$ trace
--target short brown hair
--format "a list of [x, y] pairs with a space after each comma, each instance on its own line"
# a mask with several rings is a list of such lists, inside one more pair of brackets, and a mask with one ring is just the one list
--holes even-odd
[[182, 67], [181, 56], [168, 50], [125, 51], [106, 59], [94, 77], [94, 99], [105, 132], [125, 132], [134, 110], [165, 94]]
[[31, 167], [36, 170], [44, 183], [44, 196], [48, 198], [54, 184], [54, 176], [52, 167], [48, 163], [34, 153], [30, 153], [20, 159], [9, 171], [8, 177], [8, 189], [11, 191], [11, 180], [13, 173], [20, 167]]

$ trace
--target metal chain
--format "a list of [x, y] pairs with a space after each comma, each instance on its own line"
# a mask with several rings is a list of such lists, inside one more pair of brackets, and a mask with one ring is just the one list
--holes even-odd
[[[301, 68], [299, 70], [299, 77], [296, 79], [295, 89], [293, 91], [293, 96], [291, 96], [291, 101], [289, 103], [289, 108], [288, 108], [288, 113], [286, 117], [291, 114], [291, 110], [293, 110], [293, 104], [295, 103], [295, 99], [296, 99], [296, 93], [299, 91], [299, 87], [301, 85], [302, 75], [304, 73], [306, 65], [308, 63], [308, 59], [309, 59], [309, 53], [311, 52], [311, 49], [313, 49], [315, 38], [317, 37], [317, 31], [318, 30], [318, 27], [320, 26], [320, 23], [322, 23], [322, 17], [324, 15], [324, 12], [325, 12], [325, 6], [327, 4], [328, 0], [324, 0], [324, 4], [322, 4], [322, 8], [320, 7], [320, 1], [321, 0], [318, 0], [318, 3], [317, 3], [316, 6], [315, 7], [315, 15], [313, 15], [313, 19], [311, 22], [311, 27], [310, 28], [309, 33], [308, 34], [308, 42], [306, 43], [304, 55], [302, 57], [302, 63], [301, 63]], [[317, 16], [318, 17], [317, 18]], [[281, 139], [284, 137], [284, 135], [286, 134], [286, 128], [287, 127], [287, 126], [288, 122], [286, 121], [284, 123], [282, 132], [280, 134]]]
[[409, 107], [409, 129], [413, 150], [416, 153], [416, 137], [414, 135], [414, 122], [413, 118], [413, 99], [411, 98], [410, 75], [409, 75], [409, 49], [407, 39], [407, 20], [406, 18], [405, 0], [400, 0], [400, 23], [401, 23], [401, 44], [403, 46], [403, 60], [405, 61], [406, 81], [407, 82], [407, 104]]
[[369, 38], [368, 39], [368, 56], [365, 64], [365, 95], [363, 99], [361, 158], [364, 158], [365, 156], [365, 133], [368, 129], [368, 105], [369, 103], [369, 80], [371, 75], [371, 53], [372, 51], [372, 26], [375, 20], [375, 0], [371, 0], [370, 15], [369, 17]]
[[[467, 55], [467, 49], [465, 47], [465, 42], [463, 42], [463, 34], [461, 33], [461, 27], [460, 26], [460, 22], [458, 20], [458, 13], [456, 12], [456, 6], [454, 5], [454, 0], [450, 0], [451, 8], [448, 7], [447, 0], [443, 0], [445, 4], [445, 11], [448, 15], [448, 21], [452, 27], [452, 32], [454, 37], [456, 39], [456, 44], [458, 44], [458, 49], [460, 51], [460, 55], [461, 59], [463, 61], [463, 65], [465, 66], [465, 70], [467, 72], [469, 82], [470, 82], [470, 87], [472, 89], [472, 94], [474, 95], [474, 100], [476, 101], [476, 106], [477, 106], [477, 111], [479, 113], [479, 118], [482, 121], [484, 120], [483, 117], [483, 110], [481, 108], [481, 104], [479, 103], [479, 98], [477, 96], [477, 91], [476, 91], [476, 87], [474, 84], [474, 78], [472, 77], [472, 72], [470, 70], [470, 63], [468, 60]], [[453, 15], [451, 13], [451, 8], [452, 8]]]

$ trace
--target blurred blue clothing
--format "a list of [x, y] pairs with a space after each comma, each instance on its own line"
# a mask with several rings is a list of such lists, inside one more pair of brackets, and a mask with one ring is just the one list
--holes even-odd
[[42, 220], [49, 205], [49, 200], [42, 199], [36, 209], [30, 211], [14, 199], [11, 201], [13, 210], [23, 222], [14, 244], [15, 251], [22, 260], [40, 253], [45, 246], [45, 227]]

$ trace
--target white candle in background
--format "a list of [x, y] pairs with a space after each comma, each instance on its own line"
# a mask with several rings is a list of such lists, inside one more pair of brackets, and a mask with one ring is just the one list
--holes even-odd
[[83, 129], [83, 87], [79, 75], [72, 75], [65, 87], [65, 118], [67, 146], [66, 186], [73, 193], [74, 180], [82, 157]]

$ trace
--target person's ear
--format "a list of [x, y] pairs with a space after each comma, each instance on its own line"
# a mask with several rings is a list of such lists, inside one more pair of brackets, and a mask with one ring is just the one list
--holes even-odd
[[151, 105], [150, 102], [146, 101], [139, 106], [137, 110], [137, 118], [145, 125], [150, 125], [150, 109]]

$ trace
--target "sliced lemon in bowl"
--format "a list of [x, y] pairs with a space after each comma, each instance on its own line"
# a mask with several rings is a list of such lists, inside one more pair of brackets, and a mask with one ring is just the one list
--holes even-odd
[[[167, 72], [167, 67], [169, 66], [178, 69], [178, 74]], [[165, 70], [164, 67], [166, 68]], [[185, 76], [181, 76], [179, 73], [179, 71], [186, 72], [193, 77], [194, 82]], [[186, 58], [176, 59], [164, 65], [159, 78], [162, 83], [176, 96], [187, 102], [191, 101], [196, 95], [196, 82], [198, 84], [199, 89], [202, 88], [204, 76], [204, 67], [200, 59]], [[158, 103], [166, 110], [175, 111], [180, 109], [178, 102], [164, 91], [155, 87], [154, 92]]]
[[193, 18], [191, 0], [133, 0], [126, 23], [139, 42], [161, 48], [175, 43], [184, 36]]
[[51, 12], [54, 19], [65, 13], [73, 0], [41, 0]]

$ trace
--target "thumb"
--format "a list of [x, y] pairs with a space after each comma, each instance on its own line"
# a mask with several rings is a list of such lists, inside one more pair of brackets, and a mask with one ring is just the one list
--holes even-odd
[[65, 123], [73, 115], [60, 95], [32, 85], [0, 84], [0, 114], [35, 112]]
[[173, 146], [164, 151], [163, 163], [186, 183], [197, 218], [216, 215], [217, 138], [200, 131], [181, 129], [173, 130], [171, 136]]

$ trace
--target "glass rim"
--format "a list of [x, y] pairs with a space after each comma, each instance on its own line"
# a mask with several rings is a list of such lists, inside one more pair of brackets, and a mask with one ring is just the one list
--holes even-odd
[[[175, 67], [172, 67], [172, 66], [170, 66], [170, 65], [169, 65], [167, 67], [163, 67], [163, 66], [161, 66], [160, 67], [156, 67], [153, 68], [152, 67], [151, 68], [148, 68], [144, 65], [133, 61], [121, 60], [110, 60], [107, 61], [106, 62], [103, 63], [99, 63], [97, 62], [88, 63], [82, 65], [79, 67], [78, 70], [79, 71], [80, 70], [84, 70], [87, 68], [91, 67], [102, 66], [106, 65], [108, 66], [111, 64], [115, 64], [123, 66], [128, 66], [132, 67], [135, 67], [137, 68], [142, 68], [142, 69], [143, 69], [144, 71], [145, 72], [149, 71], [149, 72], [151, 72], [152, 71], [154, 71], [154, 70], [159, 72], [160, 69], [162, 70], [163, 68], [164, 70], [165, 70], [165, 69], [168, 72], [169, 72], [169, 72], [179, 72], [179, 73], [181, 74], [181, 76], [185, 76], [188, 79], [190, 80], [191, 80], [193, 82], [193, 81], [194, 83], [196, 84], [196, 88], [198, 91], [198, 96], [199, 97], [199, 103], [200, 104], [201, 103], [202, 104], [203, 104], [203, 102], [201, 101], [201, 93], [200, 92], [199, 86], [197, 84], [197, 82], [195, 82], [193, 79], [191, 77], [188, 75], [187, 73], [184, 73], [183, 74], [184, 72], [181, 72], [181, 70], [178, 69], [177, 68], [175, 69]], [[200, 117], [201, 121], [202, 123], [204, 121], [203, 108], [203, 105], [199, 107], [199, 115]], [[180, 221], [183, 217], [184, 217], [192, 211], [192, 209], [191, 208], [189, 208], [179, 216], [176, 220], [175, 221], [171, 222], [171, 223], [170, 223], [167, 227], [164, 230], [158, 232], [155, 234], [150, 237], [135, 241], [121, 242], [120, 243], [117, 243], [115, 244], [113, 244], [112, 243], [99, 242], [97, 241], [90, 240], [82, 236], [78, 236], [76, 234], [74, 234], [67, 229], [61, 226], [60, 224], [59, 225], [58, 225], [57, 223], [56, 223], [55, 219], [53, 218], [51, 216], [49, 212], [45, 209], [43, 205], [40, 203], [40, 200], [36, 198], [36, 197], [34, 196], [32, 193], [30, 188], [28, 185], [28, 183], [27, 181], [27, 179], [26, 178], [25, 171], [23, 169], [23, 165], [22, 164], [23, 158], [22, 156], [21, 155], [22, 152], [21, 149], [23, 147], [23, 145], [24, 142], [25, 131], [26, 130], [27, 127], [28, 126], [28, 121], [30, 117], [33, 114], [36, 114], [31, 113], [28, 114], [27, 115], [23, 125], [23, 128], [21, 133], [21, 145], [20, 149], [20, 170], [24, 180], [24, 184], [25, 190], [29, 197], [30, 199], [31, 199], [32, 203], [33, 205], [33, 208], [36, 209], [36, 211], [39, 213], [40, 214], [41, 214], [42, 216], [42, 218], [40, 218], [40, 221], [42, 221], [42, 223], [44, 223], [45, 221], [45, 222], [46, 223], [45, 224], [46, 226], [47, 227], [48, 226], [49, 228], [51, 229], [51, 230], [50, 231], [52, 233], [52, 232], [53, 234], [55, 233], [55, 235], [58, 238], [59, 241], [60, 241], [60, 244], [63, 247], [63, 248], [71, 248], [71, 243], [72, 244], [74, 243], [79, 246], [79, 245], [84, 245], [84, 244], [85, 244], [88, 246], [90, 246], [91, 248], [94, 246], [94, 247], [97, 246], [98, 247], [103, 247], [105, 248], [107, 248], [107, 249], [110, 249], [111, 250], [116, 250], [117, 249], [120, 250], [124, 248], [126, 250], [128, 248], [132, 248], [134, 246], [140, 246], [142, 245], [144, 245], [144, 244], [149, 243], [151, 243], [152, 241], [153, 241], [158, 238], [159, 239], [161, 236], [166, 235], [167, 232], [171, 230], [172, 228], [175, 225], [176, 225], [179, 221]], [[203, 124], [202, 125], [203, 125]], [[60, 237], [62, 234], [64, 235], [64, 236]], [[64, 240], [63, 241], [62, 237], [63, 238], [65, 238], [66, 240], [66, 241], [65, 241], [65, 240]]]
○ ○ ○ ○ ○
→ **Task details**: Pick out every line of the material above that contains the string "target", matching case exactly, and copy each of those lines.

→ **Problem solution**:
--target short brown hair
--target metal chain
--target blurred blue clothing
--target white candle in background
--target person's ear
--target "sliced lemon in bowl"
--target "thumb"
--target "glass rim"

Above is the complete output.